▶ WORK INSTRUCTIONS:
Give again only what runs from the line with "Practice: put a marker on each instance of the number" to the final line of the entries below, exactly as written and without pictures.

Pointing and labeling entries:
++++++++++++++++++++

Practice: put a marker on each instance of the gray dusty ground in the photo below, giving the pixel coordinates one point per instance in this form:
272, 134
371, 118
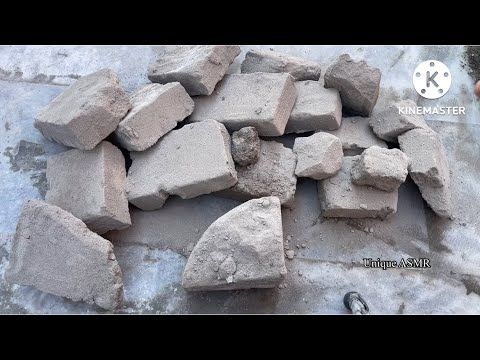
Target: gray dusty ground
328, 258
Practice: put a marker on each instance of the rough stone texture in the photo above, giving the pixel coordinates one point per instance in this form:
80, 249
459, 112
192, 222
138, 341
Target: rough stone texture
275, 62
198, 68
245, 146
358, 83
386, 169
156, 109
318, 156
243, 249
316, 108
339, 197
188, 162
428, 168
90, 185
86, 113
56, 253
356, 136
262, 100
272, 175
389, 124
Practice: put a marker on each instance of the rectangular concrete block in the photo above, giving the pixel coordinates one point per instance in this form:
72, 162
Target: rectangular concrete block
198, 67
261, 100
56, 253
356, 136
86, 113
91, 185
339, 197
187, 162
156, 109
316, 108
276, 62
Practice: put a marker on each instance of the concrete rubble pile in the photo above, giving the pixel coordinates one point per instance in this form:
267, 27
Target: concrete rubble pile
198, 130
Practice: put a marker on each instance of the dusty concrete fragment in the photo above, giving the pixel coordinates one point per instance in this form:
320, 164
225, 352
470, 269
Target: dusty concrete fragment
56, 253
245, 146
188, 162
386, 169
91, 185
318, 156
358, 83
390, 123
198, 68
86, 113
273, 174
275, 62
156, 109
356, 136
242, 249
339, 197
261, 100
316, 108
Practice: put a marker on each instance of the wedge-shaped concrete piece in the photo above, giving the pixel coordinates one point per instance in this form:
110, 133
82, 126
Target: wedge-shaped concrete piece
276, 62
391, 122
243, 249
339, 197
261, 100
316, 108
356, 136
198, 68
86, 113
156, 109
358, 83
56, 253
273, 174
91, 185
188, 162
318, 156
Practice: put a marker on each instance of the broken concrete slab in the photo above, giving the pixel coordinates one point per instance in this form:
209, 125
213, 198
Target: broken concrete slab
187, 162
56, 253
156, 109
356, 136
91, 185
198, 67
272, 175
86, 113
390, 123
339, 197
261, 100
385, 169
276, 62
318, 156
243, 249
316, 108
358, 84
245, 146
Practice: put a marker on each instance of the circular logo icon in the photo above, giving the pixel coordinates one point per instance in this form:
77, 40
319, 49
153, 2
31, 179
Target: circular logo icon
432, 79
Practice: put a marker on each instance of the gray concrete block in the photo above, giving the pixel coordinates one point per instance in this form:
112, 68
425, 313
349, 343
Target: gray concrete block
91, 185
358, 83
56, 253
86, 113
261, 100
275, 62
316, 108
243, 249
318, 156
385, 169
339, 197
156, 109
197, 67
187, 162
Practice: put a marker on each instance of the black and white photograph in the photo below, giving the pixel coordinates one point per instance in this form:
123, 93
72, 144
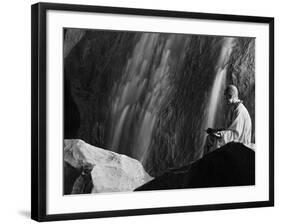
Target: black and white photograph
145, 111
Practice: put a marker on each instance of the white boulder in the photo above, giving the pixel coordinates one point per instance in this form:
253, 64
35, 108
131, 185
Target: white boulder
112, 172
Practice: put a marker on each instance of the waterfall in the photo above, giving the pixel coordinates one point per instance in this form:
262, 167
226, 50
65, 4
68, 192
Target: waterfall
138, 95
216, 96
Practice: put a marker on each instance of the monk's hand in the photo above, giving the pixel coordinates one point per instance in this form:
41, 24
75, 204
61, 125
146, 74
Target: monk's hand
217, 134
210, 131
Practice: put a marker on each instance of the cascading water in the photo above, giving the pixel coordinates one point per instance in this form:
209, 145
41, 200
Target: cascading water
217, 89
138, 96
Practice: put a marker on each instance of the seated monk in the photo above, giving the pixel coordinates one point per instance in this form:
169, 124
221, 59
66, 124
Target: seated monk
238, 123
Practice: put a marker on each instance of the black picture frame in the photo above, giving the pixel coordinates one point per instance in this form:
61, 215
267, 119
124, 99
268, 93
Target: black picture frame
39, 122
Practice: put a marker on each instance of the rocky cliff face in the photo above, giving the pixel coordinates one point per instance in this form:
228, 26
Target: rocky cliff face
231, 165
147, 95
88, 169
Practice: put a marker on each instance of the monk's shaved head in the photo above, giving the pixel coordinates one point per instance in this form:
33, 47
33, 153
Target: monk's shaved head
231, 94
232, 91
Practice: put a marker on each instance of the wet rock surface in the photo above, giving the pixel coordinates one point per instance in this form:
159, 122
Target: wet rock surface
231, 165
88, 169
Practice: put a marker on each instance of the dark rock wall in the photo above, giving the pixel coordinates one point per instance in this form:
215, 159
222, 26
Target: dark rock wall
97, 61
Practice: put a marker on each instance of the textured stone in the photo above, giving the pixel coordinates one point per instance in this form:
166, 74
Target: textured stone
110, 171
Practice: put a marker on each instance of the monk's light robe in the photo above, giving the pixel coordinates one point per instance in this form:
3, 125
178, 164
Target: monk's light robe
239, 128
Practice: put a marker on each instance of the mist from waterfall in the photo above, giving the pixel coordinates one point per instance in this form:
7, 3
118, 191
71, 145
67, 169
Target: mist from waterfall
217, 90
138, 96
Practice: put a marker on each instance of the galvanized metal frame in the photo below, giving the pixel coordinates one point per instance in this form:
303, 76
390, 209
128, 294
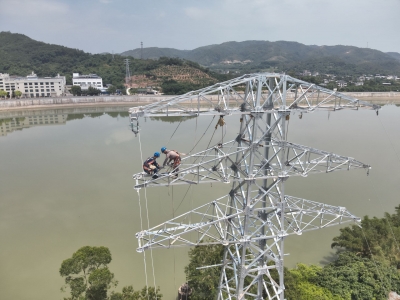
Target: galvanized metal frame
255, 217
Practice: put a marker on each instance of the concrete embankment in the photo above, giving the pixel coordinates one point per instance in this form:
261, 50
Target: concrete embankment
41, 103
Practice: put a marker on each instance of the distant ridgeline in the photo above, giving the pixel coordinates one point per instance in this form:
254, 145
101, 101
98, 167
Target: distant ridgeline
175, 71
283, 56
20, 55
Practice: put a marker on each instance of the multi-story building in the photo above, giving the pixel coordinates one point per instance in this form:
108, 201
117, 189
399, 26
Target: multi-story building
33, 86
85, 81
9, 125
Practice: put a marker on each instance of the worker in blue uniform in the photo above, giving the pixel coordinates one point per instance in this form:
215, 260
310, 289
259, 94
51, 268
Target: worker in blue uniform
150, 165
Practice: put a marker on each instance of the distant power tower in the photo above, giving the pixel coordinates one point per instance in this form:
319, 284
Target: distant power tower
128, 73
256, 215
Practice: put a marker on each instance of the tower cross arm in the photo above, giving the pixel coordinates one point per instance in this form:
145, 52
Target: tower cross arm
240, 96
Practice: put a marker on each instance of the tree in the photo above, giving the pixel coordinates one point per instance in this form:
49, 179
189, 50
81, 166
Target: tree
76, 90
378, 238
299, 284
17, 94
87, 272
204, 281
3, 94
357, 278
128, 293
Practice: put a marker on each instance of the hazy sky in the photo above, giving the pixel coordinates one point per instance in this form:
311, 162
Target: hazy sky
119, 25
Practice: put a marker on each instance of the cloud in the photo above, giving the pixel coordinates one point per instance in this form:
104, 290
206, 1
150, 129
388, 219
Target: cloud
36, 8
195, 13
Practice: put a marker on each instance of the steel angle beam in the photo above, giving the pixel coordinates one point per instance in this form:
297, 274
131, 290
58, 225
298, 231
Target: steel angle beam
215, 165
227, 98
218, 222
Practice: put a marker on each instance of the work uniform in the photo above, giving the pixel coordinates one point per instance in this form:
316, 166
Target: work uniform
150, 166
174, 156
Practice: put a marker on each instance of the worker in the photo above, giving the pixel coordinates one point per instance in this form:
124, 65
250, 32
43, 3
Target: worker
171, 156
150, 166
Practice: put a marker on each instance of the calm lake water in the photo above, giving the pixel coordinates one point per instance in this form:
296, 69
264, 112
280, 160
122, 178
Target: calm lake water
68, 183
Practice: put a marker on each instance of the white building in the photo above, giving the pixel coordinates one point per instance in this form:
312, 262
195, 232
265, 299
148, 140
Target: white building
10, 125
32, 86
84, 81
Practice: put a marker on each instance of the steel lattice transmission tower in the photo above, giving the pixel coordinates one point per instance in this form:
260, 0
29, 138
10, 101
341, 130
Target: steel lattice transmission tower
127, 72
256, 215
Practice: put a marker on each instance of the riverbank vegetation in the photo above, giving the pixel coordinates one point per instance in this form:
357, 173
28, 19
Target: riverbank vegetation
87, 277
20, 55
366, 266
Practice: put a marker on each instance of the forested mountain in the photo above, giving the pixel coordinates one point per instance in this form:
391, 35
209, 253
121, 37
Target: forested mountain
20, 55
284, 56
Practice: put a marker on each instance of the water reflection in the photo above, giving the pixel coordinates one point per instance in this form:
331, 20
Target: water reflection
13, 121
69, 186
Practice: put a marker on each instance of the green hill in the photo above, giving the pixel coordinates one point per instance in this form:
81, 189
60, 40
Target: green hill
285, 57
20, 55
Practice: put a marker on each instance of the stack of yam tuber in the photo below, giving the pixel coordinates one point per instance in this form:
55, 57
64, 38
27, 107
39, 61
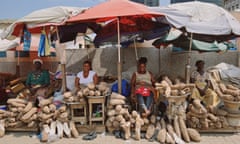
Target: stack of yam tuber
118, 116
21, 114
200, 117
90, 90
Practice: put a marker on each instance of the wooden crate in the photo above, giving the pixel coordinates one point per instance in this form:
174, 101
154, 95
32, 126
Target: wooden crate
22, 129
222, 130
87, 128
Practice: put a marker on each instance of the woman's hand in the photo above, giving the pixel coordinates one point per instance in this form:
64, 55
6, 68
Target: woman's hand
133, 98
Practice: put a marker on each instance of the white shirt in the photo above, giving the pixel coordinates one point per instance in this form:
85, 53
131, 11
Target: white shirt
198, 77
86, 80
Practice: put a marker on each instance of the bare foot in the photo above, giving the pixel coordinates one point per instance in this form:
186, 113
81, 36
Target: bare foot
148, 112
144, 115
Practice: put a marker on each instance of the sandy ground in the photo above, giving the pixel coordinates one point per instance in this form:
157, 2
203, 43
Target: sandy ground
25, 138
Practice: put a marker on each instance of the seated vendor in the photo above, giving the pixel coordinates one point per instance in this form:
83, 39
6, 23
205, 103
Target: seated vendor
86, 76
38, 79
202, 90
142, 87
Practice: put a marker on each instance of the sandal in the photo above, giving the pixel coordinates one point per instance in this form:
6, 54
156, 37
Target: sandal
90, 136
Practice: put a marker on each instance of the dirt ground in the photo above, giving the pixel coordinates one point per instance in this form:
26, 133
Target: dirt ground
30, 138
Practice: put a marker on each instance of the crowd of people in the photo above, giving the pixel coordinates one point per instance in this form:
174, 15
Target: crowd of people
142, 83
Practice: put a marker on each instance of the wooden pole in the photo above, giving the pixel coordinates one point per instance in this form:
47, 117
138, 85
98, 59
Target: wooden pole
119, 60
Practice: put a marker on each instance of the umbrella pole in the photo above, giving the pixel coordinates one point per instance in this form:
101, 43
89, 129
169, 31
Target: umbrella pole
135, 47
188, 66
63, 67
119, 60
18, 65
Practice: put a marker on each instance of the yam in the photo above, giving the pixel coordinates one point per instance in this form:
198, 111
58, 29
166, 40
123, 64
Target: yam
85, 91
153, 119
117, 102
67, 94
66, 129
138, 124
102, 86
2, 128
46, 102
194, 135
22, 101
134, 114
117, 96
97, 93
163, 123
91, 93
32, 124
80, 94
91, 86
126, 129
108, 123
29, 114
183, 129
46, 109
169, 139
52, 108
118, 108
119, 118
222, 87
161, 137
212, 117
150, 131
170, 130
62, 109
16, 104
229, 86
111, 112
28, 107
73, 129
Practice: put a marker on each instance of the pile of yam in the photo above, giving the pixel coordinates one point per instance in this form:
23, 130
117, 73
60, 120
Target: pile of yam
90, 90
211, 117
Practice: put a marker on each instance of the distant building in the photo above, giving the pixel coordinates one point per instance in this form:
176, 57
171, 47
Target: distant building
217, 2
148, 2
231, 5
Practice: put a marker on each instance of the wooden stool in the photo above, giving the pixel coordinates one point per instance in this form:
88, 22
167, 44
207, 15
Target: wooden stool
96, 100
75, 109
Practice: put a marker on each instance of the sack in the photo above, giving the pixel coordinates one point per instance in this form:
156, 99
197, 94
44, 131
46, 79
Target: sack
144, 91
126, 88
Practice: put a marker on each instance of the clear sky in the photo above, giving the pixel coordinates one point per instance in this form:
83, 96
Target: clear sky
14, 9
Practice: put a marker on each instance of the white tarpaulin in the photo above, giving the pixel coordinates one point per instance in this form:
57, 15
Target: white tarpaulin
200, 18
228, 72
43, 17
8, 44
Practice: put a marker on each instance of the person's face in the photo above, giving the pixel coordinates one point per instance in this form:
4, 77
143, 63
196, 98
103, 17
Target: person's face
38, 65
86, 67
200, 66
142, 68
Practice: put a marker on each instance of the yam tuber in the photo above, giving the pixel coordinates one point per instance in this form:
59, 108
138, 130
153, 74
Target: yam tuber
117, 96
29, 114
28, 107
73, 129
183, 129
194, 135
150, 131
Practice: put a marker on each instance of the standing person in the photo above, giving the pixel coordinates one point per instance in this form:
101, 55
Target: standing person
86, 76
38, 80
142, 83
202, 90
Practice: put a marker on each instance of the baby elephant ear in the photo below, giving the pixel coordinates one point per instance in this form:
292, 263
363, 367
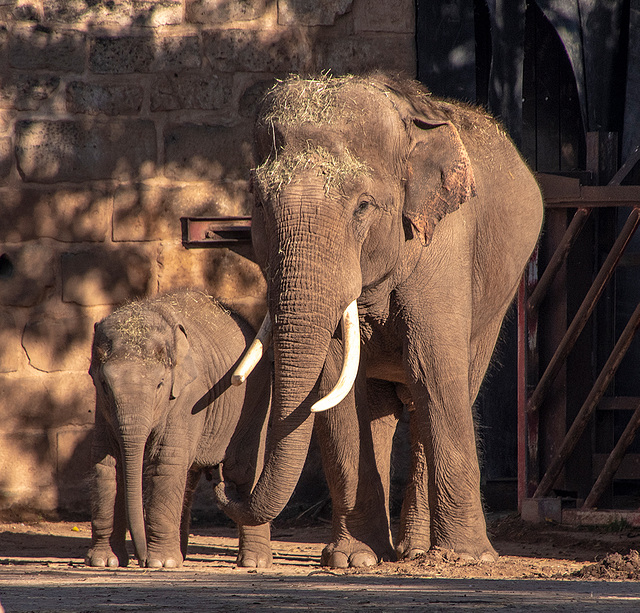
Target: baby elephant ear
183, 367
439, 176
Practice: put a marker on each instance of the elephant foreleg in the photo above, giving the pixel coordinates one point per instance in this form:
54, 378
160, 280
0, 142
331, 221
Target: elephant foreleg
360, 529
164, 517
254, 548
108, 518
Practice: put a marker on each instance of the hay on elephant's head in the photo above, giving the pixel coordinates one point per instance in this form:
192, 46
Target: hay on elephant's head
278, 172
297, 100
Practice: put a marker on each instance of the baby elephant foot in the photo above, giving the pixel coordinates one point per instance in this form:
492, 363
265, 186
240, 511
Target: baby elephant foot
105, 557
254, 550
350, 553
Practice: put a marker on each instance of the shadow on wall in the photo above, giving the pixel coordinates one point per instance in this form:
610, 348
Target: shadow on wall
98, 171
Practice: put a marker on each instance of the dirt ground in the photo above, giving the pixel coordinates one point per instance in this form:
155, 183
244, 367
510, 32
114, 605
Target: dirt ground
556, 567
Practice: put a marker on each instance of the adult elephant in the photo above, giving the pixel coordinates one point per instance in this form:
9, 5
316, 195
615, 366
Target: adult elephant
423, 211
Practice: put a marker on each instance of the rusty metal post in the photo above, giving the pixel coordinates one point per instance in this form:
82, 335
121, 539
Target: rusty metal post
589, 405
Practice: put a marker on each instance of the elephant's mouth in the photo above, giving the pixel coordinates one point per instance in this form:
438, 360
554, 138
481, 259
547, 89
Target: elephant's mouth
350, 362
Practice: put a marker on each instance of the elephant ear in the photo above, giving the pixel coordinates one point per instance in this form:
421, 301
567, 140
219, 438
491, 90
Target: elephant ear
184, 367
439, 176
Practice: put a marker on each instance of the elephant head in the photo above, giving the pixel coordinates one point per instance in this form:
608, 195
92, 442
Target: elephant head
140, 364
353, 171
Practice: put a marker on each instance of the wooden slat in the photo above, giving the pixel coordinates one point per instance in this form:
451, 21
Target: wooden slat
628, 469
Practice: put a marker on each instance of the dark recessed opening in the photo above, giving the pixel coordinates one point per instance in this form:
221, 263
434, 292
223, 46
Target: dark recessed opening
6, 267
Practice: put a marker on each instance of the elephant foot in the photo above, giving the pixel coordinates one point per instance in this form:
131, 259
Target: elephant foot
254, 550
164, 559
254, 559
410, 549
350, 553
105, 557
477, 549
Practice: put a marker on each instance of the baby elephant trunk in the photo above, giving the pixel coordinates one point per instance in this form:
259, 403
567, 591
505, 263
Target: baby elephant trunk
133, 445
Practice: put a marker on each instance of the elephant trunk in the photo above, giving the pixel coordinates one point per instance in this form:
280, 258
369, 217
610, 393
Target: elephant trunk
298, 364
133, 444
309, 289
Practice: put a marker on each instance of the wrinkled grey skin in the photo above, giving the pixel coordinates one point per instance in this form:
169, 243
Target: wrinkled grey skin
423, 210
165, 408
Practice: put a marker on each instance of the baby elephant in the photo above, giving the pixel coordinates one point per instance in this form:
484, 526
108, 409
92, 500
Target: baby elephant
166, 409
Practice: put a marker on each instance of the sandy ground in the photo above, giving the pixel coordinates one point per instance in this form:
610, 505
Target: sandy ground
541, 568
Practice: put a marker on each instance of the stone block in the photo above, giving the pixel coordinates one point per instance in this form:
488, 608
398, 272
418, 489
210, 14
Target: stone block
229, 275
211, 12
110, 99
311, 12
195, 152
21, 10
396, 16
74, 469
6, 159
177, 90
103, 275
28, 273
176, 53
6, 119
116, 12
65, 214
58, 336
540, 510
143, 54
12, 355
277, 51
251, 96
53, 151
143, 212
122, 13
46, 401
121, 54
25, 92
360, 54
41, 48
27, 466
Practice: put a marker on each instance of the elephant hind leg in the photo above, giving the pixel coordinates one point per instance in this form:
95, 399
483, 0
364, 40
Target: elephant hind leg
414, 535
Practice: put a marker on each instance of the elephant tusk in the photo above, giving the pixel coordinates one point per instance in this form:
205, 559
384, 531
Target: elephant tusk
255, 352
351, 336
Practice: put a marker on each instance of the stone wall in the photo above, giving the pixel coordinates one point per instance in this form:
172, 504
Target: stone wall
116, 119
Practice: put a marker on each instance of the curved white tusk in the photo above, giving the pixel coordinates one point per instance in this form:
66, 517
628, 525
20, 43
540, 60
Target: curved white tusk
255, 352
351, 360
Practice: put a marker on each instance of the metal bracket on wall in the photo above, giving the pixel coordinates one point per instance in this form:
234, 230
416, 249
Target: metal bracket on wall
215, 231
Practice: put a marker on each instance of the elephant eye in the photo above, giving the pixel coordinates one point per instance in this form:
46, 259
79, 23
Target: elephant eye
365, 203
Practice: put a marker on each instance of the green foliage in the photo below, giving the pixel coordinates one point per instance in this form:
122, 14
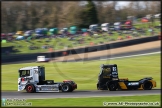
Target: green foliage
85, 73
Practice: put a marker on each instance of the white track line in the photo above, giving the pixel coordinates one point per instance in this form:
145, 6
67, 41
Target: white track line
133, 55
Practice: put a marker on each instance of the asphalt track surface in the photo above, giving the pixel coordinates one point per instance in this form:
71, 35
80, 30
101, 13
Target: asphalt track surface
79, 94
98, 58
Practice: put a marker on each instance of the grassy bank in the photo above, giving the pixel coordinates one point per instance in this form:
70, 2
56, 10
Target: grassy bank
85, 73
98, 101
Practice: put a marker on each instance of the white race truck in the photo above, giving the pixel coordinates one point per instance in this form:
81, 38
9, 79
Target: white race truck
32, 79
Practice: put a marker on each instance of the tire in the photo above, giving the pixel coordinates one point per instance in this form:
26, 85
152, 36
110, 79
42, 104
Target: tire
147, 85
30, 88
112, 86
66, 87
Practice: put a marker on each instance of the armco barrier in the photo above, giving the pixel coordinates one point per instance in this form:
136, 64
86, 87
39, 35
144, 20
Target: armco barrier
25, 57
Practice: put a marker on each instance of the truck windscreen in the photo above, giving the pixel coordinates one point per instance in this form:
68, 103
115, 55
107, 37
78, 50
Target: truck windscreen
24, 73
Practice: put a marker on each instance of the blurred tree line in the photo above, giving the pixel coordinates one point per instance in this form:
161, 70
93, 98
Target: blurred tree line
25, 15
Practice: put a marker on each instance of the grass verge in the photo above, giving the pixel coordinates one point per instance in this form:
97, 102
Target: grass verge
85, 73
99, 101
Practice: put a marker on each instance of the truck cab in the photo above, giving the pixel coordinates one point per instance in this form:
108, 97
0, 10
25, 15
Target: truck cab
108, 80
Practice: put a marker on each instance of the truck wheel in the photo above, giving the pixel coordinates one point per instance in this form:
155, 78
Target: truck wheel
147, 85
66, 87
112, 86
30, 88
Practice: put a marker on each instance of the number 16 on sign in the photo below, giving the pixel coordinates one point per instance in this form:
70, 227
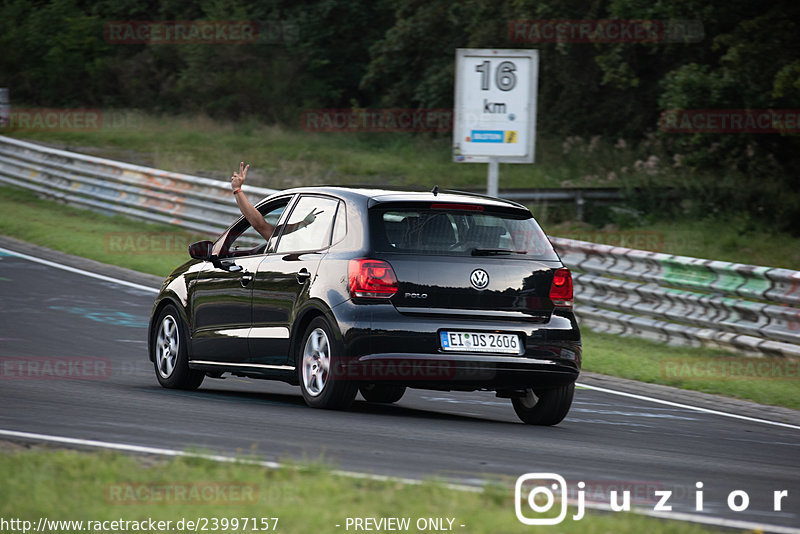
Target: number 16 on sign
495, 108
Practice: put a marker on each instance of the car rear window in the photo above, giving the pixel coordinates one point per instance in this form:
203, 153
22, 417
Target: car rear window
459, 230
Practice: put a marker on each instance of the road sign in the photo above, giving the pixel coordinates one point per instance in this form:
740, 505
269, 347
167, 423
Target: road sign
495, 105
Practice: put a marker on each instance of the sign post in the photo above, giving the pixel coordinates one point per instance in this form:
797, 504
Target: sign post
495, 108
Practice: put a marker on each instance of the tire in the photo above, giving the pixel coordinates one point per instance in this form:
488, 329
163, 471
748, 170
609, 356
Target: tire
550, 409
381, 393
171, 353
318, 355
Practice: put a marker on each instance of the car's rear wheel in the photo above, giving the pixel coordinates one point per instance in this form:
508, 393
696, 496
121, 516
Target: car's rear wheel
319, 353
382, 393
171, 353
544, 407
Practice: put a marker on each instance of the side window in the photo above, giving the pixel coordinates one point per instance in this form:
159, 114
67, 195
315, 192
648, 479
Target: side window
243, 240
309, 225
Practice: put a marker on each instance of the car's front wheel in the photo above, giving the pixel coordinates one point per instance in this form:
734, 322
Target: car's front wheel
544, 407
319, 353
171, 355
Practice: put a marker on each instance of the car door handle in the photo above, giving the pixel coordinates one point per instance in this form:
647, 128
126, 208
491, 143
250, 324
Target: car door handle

++++++++++++++++++++

▶ RESULT OF THIS TASK:
Practice: put a marker on each instance of the number 16 on sign in the photo below, giving the pixel coordinates one point per instance in this form:
70, 227
Target: number 16 on sign
495, 108
Practice: put a marker on each instance of the car rear window in the photo above, giving the pixel coordinates one point per instance in this form:
203, 153
22, 417
Target: car rear window
459, 230
Practice: put a marker on each instance of the road sign in the photo above, giving the pixel coordinates one point per instance in this form:
740, 505
269, 347
167, 423
Target: road sign
495, 105
Practice: put a marker on each instance of the sign post in the photo above, giving the pixel coordinates one point per instance in this form:
797, 504
Target: sign post
495, 108
Practice: put a marker on each instance of the tire in the photo above, giving the pixel coordinates one point per instance in this form:
488, 329
163, 471
748, 170
609, 356
Target: tire
550, 409
381, 393
171, 353
318, 355
Practice: put a marker on each instance of the car's rear wheel in the photo above, giving the pixel coordinates one point per instance in this form:
508, 393
696, 496
121, 516
Target: car's rear wheel
319, 353
382, 393
171, 353
544, 407
Practice: put a marker on each instance of the side window in the photo above, giving the pixel coordinates one point per instance in this form:
159, 114
67, 195
315, 192
648, 479
Target: side window
243, 240
309, 225
Practice: put a marker on each instance of the car's front wheel in the photo above, giving the pixel coordinates one point per instance in this form:
734, 322
Target: car's front wheel
544, 407
319, 353
171, 355
Practice: put a marker on each instance of the car door handle in the photo above, giving the pixel coordinates one point per instance in this form:
647, 128
126, 208
491, 143
250, 324
Target: car door handle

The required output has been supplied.